Stated goal - Convert every line of the records below into a JSON list of strings, one string per line, omitting blank lines.

• • • •

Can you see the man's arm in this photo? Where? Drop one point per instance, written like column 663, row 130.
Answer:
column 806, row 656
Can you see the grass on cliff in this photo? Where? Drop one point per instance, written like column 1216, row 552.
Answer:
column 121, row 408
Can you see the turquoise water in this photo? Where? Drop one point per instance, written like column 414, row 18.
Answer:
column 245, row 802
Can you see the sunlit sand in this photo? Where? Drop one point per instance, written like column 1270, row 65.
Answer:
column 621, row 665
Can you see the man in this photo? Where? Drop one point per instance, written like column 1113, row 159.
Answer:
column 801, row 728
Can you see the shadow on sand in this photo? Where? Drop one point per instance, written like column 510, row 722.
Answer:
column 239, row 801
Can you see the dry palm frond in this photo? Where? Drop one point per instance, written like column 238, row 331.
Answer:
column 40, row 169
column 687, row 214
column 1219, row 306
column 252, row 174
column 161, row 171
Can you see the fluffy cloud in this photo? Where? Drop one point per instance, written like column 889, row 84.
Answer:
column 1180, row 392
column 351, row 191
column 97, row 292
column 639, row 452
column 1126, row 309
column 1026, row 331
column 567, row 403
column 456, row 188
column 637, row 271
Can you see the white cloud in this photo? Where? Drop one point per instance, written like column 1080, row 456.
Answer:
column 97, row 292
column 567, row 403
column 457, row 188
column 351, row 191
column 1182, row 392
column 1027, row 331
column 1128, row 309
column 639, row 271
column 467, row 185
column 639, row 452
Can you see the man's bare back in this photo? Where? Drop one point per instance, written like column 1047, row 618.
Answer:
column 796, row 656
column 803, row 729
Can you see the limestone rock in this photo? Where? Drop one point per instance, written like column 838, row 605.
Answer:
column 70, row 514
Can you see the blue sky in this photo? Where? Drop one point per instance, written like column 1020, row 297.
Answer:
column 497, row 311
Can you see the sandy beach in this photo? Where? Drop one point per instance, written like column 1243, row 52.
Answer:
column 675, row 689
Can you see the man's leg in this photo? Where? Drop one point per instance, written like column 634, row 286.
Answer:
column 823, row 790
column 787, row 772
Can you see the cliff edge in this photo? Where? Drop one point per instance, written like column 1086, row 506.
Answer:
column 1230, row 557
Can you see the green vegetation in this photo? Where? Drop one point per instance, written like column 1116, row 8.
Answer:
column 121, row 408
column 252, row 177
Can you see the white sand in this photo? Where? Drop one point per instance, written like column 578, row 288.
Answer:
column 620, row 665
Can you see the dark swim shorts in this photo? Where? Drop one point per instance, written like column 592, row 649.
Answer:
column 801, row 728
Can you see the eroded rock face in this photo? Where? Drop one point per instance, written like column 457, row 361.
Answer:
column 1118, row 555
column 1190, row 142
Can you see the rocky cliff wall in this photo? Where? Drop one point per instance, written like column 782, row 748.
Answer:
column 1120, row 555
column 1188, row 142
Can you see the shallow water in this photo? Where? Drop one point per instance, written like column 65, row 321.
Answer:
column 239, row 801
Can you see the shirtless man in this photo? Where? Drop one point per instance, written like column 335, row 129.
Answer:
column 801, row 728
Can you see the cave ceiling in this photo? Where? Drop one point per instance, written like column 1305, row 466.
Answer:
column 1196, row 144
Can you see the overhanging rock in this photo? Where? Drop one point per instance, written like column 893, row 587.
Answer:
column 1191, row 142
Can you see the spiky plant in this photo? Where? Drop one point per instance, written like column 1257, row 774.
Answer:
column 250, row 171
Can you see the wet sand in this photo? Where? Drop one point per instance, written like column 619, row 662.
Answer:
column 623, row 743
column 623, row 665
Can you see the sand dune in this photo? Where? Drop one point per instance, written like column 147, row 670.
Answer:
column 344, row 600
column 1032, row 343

• • • •

Task solution -
[
  "Can you see the man's arm in this photo? Where? Drop one point per instance, written like column 663, row 130.",
  "Answer:",
  "column 806, row 656",
  "Can you see the grass on cliff in this photo? Where? Drop one point per instance, written like column 1216, row 552.",
  "Answer:",
  "column 121, row 408",
  "Can you see the turquoise water in this photo? Where? Drop one point per instance, written like column 414, row 18.",
  "Answer:",
  "column 245, row 802",
  "Can you see the sunlit sand in this photo? Where? Drop one point per instance, written like column 1270, row 65.",
  "Answer:",
  "column 621, row 665",
  "Can you see the man in this photo? Where? Drop one point per instance, written like column 1113, row 159.",
  "Answer:",
  "column 801, row 728",
  "Can you see the shadow on sand in this photo? Where? Drop one point per instance, written like column 510, row 722.",
  "Answer:",
  "column 239, row 801",
  "Can you see the dry palm frond in this photo? Where? Drop one point per instance, written like column 238, row 331.",
  "Answer:",
  "column 40, row 169",
  "column 687, row 214",
  "column 1219, row 306",
  "column 252, row 174",
  "column 161, row 171",
  "Can you see the fluffy cloud in this photo? Where? Drop one point per instance, written like column 889, row 84.",
  "Answer:",
  "column 1180, row 392",
  "column 351, row 191",
  "column 97, row 292",
  "column 639, row 452",
  "column 1126, row 309",
  "column 1026, row 331",
  "column 567, row 403",
  "column 456, row 188",
  "column 637, row 271",
  "Can you see the white cloud in this photo? Where? Drop one point per instance, written like column 1080, row 456.",
  "Answer:",
  "column 97, row 292",
  "column 567, row 403",
  "column 457, row 188",
  "column 351, row 191",
  "column 1182, row 392",
  "column 1027, row 331",
  "column 1128, row 309",
  "column 639, row 271",
  "column 467, row 185",
  "column 639, row 452",
  "Can you see the man's bare back in this photo? Where? Drop one point per instance, written like column 1047, row 618.",
  "Answer:",
  "column 796, row 656",
  "column 803, row 729",
  "Can you see the limestone rock in this photo? Where? Drop one point per instance, written like column 838, row 605.",
  "Answer:",
  "column 70, row 514",
  "Can you see the blue sky in this photo? Where? Drop one point per instance, written like column 1020, row 297.",
  "Answer:",
  "column 497, row 311",
  "Can you see the sandy beach in this photo? Where? Drop one point per instance, written like column 1243, row 52.",
  "Answer:",
  "column 675, row 689",
  "Can you see the man's leg in this photo? Where? Drop one point per instance, written like column 634, row 286.",
  "Answer:",
  "column 823, row 790",
  "column 787, row 772",
  "Can you see the cliff edge in this photo? Where? Drop one point per instance, written like column 1086, row 506.",
  "Answer:",
  "column 1230, row 557",
  "Can you see the green vegetation in this photo? Where? Drop one point per instance, written like column 1116, row 8.",
  "Answer:",
  "column 121, row 408",
  "column 252, row 177",
  "Can you see the white sand in this photo? Where? Drop one point per instance, written like column 578, row 288.",
  "Answer:",
  "column 620, row 665",
  "Can you see the dark swim shorts in this photo? Where? Drop one point per instance, written like column 592, row 649.",
  "Answer:",
  "column 801, row 728",
  "Can you see the eroded rock face in this photo? Where? Drop one point per instance, written like column 457, row 361.",
  "Answer:",
  "column 1118, row 555",
  "column 1190, row 142",
  "Can you see the rocky cliff wall in this photo? Where? Drop one point per instance, written like column 782, row 748.",
  "Answer:",
  "column 1120, row 555",
  "column 1188, row 142",
  "Can you see the shallow water in this photo? Where? Drop one point per instance, written like column 65, row 321.",
  "Answer:",
  "column 239, row 801",
  "Can you see the shirtless man in this photo? Where? Drop one point per instance, written like column 335, row 129.",
  "Answer:",
  "column 801, row 728",
  "Can you see the cave ceiling in this photo? Where? Drop one point per instance, written like column 1305, row 466.",
  "Answer:",
  "column 1196, row 144",
  "Can you see the overhanging rock in this photo? Where? Drop one point per instance, written like column 893, row 587.",
  "Answer:",
  "column 1191, row 142",
  "Can you see the spiky plant in this photo? Where? Drop one point per instance, written like column 1257, row 774.",
  "Answer:",
  "column 250, row 171",
  "Can you see the wet sand in this photo? Where? Drop one point per instance, written like column 619, row 662.",
  "Answer:",
  "column 623, row 743",
  "column 623, row 665",
  "Can you see the sand dune in this photo? Where? Drop one point per instance, written like column 147, row 670.",
  "Answer:",
  "column 344, row 600",
  "column 1032, row 343"
]